### What to do
In the review of "Instant Replay" below, who originally wrote the song "You and I" that Davy recorded?

### Reading text
○ ○ ○ ○ ○

As regular fans of this website will know, I don’t generally agree with other reviewers about the best anything. But while playing Devil’s advocate can be fun sometimes (surely there can’t still be people out there who think the lacklustre Sgt Peppers is in anyway shape or form better than the masterpiece Revolver?!) even I have to admit when reviewers have it right. Most commentators claim that Davy’s ‘You and I’ is ‘Instant Replay’s highlight and they’re right: it’s a searing, angry defiance at how The Monkees were being passed over for a new generation and how the music business is shallow and fickle. What’s surprising to many fans is that this song is really a Bill Chadwick song dating from a lot earlier which Davy identified with so much that he urged the near-Monkee and band follower to let him record (as well as being a songwriter, Chadwick had got through to the last Monkees audition and occasionally worked as a double on the TV series). Davy does seem to have had a hand in re-writing the song, though, and the barbed comments about ‘in a year or maybe two, we’ll be gone and someone new will take our place’ is one of the most self-aware lines committed to vinyl, a far cry from the modern ‘manufactured’ bands who seem to think they will always be in fashion and success is their birth-right (who mentioned the Spice Girls?!)

○ ○ ○ ○ ○

### Data supplied
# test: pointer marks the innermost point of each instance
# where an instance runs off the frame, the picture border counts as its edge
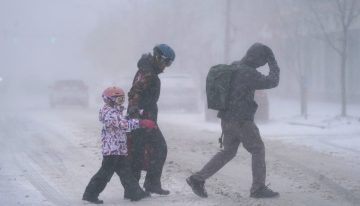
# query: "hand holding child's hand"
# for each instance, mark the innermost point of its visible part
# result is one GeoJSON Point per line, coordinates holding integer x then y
{"type": "Point", "coordinates": [147, 123]}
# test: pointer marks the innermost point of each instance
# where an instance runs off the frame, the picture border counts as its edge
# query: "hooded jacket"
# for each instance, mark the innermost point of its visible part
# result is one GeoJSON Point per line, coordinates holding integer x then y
{"type": "Point", "coordinates": [145, 90]}
{"type": "Point", "coordinates": [115, 127]}
{"type": "Point", "coordinates": [246, 79]}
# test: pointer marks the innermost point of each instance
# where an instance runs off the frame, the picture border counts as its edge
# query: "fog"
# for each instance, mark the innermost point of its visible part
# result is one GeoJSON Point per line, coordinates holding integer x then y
{"type": "Point", "coordinates": [57, 56]}
{"type": "Point", "coordinates": [100, 42]}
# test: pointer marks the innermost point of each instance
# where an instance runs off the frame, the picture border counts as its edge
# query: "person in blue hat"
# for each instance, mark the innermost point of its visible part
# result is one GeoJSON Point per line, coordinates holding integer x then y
{"type": "Point", "coordinates": [143, 97]}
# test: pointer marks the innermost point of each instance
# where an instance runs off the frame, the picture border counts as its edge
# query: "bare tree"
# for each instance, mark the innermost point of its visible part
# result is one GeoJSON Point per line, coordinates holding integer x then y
{"type": "Point", "coordinates": [292, 23]}
{"type": "Point", "coordinates": [345, 12]}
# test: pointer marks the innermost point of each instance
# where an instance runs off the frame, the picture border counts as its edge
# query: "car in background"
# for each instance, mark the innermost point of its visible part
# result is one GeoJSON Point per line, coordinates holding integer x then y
{"type": "Point", "coordinates": [69, 92]}
{"type": "Point", "coordinates": [179, 92]}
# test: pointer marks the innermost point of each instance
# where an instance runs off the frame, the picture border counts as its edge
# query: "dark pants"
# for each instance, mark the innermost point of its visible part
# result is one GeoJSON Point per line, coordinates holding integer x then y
{"type": "Point", "coordinates": [156, 141]}
{"type": "Point", "coordinates": [235, 133]}
{"type": "Point", "coordinates": [110, 164]}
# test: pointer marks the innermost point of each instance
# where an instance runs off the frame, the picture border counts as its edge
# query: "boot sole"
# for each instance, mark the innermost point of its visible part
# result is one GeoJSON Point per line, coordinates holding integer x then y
{"type": "Point", "coordinates": [188, 181]}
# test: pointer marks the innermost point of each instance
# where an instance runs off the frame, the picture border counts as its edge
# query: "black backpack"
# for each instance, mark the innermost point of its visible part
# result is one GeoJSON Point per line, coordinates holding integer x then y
{"type": "Point", "coordinates": [218, 85]}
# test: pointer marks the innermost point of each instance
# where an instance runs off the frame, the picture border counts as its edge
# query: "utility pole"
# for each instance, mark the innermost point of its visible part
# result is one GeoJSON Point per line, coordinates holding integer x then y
{"type": "Point", "coordinates": [227, 38]}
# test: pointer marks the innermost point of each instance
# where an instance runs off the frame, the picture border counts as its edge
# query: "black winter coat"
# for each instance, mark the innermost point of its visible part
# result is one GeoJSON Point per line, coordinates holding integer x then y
{"type": "Point", "coordinates": [246, 79]}
{"type": "Point", "coordinates": [145, 90]}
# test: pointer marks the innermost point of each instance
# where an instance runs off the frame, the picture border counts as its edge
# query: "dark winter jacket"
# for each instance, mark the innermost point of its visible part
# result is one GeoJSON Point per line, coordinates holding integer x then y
{"type": "Point", "coordinates": [246, 79]}
{"type": "Point", "coordinates": [145, 90]}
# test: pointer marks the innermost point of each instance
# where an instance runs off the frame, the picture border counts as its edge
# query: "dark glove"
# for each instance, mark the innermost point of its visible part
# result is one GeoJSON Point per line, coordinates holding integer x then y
{"type": "Point", "coordinates": [147, 123]}
{"type": "Point", "coordinates": [133, 112]}
{"type": "Point", "coordinates": [270, 55]}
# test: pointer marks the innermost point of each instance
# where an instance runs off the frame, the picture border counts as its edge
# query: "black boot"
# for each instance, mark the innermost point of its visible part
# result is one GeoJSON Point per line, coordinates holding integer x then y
{"type": "Point", "coordinates": [126, 195]}
{"type": "Point", "coordinates": [94, 200]}
{"type": "Point", "coordinates": [141, 195]}
{"type": "Point", "coordinates": [264, 192]}
{"type": "Point", "coordinates": [157, 190]}
{"type": "Point", "coordinates": [197, 186]}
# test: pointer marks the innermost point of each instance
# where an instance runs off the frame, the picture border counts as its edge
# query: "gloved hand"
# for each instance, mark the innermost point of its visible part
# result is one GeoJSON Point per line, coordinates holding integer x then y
{"type": "Point", "coordinates": [133, 112]}
{"type": "Point", "coordinates": [147, 123]}
{"type": "Point", "coordinates": [270, 55]}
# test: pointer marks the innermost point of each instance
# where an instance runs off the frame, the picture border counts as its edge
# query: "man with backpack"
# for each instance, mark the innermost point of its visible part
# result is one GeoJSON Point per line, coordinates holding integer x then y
{"type": "Point", "coordinates": [236, 111]}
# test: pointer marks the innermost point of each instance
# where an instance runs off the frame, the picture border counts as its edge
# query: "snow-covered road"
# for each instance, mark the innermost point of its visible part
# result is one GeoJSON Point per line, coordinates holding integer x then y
{"type": "Point", "coordinates": [48, 156]}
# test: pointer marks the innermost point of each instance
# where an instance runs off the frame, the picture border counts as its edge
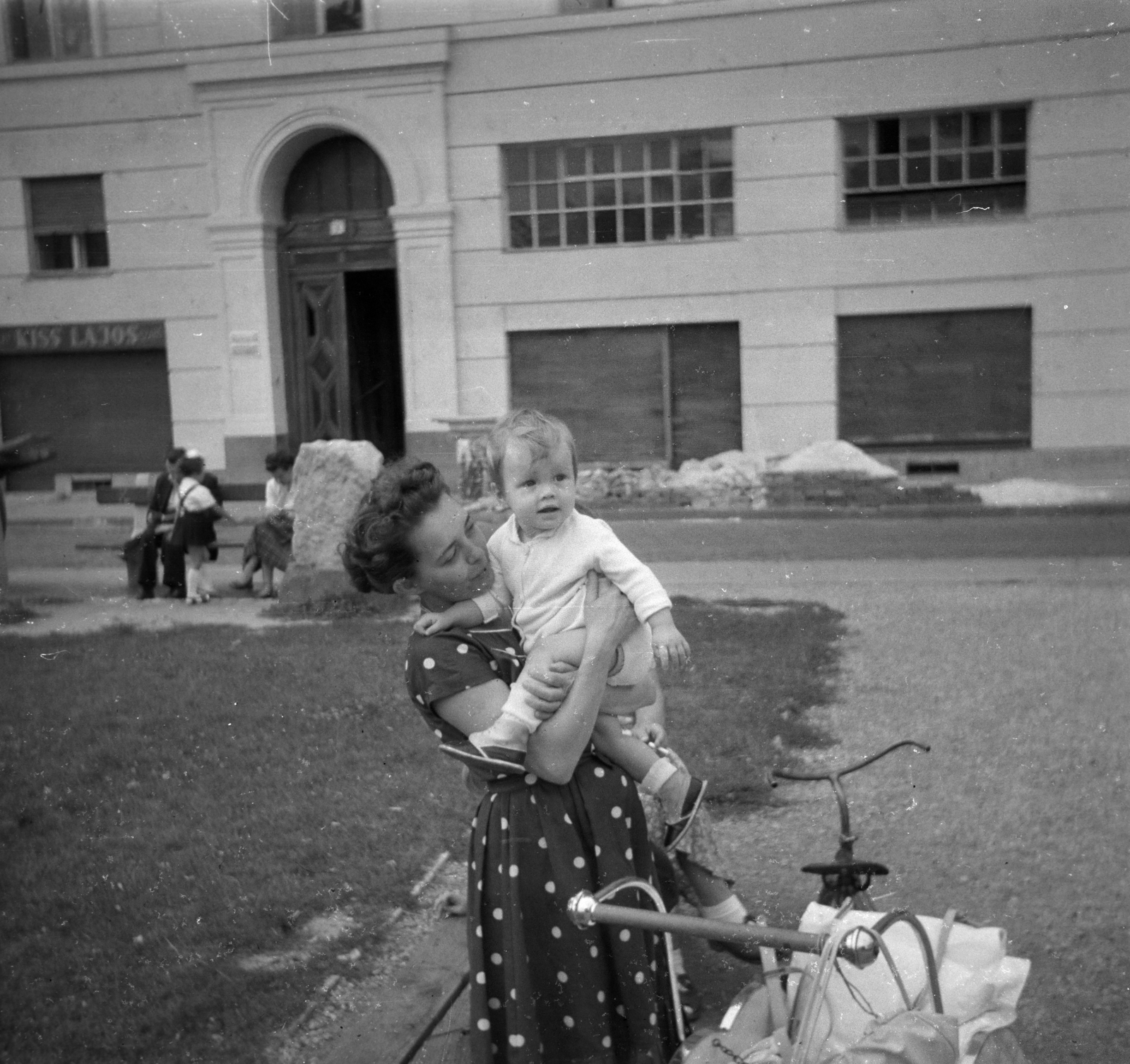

○ ○ ○ ○ ○

### Written response
Bill Chadwick